══ EXERCISE MATERIALS ══

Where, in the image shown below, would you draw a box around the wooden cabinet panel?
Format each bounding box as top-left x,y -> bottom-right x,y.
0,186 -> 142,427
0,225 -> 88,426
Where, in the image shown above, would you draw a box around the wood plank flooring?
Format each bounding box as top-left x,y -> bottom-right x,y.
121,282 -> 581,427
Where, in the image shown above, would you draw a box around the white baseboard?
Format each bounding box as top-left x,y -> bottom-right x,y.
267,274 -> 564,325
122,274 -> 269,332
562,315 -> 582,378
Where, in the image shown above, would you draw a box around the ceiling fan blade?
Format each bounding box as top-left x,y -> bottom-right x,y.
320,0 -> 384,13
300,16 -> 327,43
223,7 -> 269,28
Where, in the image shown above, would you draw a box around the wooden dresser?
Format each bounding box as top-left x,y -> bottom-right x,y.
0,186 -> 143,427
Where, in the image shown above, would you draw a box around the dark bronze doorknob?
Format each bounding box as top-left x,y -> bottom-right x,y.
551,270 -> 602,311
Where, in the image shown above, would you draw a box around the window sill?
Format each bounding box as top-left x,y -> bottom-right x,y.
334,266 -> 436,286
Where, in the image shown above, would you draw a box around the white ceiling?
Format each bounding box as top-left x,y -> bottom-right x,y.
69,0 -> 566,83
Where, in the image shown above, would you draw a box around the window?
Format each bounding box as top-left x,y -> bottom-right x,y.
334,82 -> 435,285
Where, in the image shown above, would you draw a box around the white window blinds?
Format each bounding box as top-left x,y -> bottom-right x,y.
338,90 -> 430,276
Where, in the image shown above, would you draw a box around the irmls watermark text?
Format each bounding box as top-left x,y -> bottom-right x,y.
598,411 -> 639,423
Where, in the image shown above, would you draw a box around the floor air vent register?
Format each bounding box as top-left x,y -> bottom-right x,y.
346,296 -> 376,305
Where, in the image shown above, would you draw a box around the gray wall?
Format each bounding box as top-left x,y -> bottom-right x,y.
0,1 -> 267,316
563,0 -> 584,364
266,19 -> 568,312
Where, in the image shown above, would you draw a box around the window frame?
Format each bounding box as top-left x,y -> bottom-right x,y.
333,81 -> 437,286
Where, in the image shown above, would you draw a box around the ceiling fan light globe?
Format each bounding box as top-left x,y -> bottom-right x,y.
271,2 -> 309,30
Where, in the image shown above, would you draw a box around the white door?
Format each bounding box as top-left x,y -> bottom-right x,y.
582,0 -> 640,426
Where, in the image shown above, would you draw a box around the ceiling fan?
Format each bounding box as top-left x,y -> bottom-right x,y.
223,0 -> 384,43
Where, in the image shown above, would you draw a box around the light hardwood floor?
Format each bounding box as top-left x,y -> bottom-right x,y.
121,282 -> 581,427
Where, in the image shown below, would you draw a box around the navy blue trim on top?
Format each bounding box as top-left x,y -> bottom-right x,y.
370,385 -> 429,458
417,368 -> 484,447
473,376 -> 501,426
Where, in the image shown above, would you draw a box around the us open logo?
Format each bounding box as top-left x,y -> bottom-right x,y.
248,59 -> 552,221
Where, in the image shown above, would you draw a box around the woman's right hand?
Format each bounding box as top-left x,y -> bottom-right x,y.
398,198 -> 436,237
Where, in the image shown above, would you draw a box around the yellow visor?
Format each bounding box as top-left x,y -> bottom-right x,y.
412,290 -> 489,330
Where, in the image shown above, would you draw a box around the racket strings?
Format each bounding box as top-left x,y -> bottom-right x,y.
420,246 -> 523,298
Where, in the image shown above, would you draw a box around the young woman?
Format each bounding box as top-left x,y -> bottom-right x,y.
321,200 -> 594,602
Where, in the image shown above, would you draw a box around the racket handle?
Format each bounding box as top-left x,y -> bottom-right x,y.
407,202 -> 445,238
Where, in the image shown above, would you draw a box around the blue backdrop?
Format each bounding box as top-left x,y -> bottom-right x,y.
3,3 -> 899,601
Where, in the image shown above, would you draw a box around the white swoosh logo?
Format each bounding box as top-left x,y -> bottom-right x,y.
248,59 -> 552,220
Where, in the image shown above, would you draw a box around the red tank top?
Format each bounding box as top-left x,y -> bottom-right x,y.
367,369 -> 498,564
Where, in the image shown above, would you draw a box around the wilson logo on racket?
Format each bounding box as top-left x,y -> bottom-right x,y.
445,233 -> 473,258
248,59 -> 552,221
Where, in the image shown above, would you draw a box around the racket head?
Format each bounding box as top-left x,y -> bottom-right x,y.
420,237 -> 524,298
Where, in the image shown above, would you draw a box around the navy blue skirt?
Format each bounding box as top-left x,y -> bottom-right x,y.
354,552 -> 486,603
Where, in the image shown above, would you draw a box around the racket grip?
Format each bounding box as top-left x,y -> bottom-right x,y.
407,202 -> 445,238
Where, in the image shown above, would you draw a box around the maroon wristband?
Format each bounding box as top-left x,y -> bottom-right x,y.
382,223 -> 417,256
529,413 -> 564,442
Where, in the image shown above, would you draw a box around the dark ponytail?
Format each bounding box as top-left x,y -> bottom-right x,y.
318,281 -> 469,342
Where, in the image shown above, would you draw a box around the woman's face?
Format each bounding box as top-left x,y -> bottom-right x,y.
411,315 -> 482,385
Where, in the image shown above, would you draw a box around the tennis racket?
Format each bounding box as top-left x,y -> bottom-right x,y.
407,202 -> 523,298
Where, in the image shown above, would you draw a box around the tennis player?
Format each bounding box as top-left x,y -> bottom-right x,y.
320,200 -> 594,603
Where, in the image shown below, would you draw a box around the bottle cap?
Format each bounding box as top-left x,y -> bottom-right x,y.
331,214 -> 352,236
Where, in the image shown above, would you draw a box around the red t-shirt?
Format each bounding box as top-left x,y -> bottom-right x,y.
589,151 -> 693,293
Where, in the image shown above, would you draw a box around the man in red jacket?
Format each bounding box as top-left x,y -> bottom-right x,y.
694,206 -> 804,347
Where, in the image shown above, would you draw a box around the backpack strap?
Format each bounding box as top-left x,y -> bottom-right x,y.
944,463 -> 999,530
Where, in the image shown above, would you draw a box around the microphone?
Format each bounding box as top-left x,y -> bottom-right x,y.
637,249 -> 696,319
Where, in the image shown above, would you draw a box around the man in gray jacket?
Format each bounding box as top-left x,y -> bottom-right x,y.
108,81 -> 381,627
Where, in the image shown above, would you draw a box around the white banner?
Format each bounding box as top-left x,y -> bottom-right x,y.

═══

WHAT YOU WILL DO:
Rewrite all of the entries above, replacing "top-left x,y" with "upper-left x,y" and leaving everything else unchanged.

RESULT BELOW:
Where, in the image shown below, would you draw a box around the wooden cabinet panel?
Format each bounding box as upper-left x,y -> bottom-right x,y.
0,186 -> 142,427
0,225 -> 88,426
Where, in the image shown above, would you draw a box around the wood plank flooring?
Format each bounding box as upper-left x,y -> bottom-right x,y.
121,282 -> 581,427
Where, in the image shown above, would you draw a box around the white baseboard?
Format each bounding box as upper-left x,y -> bottom-right x,y.
267,274 -> 564,325
122,274 -> 269,332
562,315 -> 582,378
Where, in the image shown above, would you draw a box around the ceiling fan blade?
Format each bounding box as upper-left x,y -> bottom-right x,y.
320,0 -> 384,13
300,16 -> 327,43
223,7 -> 269,28
Where, in the image shown above, would you draw a box around the wooden dresser?
Format each bounding box as upper-left x,y -> bottom-right x,y.
0,186 -> 143,427
Where, in the image shown above, would you draw a box around the dark bronze doorknob?
Format each bounding box as upper-left x,y -> bottom-right x,y.
551,270 -> 602,311
Where, in the image shown above, would you draw a box around the window sill?
Format each bounding box as upper-left x,y -> bottom-right x,y.
334,266 -> 436,286
Where, in the image shown above, would you draw a box around the white ceiling?
Format each bounding box as upper-left x,y -> bottom-right x,y.
69,0 -> 566,83
Where, in the image shown above, would you draw a box around the window?
Format each bounding box as upper-left x,y -> bottom-right x,y.
334,82 -> 435,285
Where, in the image shown above, would you draw a box around the white window blinds?
Format each bounding box as upper-left x,y -> bottom-right x,y.
338,90 -> 430,276
Where, in the image shown above, would you draw a box around the irmls watermark text?
Format each bounding box as upper-left x,y -> bottom-right x,y.
598,411 -> 639,423
Where, in the image shown above, would you draw a box around the floor air vent register?
Format each bounding box as upper-left x,y -> bottom-right x,y.
346,296 -> 376,305
Where, in the image shown above, would you draw a box around the gray wall?
Format each bounding box as upper-left x,y -> bottom-right x,y.
0,1 -> 267,316
563,0 -> 584,364
266,19 -> 568,312
Where, in the image shown above, would you draw a box around the window frame?
Format each bounding box as upper-left x,y -> bottom-right x,y.
333,81 -> 437,286
Where, in the image shown above, would you draw a box around the ceiling fan light globe?
Format each bounding box as upper-left x,y -> bottom-right x,y.
271,2 -> 309,30
Where, in the image shown above, would you draw a box around the white door?
Format each bounding box as upper-left x,y -> bottom-right x,y.
582,0 -> 640,426
Where, in the image shown above, would you draw a box around the ceiling fan?
Format each bounding box as upper-left x,y -> bottom-right x,y.
223,0 -> 384,43
Where, in the image shown above, would you draw a box around the light hardwood floor?
Format each bounding box as upper-left x,y -> bottom-right x,y.
121,282 -> 581,427
Where, in the image shown below, would you draw a box around the navy blue trim on top?
Format each bounding box as upper-left x,y -> bottom-right x,y.
370,385 -> 429,458
417,368 -> 484,447
473,376 -> 501,426
Where, in the image shown above, would you draw a box around the us open logo?
Format each bounding box as upper-left x,y -> bottom-right x,y.
248,59 -> 552,221
Where, in the image shown above, would you draw a box around the woman's right hand?
Format each bounding box as upper-left x,y -> bottom-right x,y.
398,198 -> 436,237
Where, in the image shown above, would you draw a box around the yellow visor?
Format each bounding box as upper-left x,y -> bottom-right x,y.
412,290 -> 489,330
Where, in the image shown above, would you draw a box around the racket strings?
Format each bounding box as upper-left x,y -> bottom-right x,y.
420,246 -> 523,298
Where, in the image shown above, would you draw a box around the young woman?
Format each bounding box as upper-left x,y -> bottom-right x,y.
321,200 -> 594,602
Where, in the image shown above, would you draw a box around the racket handle?
Format each bounding box as upper-left x,y -> bottom-right x,y.
407,202 -> 445,238
Where, in the image shown above, would you draw a box around the blue backdrop?
Format each bounding box as upper-left x,y -> bottom-right x,y.
3,3 -> 899,601
Where, in the image shown above, would you draw a box around the white swoosh logo?
Format each bounding box as upper-left x,y -> bottom-right x,y.
248,59 -> 552,220
Where, in the image shown above, would you draw a box around the red tank top?
Format each bounding box as upper-left x,y -> bottom-right x,y.
367,369 -> 498,564
Where, in the image shown above, would you draw a box around the wilson logo on racket?
Format each bounding box as upper-left x,y -> bottom-right x,y.
445,233 -> 473,258
248,59 -> 552,221
Where, in the image shown above, would you draw a box around the racket head?
Format each bounding box as upper-left x,y -> bottom-right x,y.
420,237 -> 524,298
Where, in the image shown above, would you draw a box around the navy blue skirt?
Format each bounding box as upper-left x,y -> bottom-right x,y.
354,552 -> 486,603
Where, in the image shown above, would you draw a box around the racket grip?
Format each bounding box as upper-left x,y -> bottom-right x,y.
407,202 -> 445,238
Where, in the image shown above, would you draw a box around the maroon wristband?
Format each bounding box as upper-left x,y -> bottom-right x,y.
382,223 -> 417,256
529,413 -> 564,442
Where, in the image shown above, would you draw a box around the dark ponytail?
Format each bounding box as upper-left x,y -> bottom-right x,y.
318,281 -> 469,342
Where, in the image shown above, would you draw a box around the woman's face?
Format each bounding box as upper-left x,y -> bottom-right x,y.
411,315 -> 482,385
Where, in the image shown above, would you draw a box around the tennis racket?
Format each bounding box as upper-left x,y -> bottom-right x,y.
407,202 -> 523,298
Where, in the image shown above, would you draw a box around the tennis player?
Format each bounding box as upper-left x,y -> bottom-right x,y.
320,200 -> 594,603
Where, in the image shown below, would you draw a box around the bottle cap?
Format each bounding box as upper-left x,y -> bottom-right x,y.
331,214 -> 352,236
Where, in the image shown above, would you draw a box around the red t-shirt?
Format each bounding box as upper-left x,y -> bottom-right x,y.
589,151 -> 693,293
Where, in the image shown above, would you draw a box around the man in red jacket?
Format each bounding box as upper-left x,y -> bottom-right x,y.
694,206 -> 804,347
Where, in the image shown above, would you draw a box around the backpack strap?
Format each bounding box as upper-left x,y -> bottom-right x,y.
944,463 -> 999,530
Where, in the image shown above, would you draw a box around the microphone?
Format each bounding box as upper-left x,y -> bottom-right x,y.
637,249 -> 696,319
Where, in the image shown above, would you draw a box around the man in gray jacket?
Format each bounding box as upper-left x,y -> bottom-right x,y.
108,81 -> 381,627
Where, in the image shown above, would you draw a box around the white banner?
Format each bounding box as upper-left x,y -> bottom-right x,y.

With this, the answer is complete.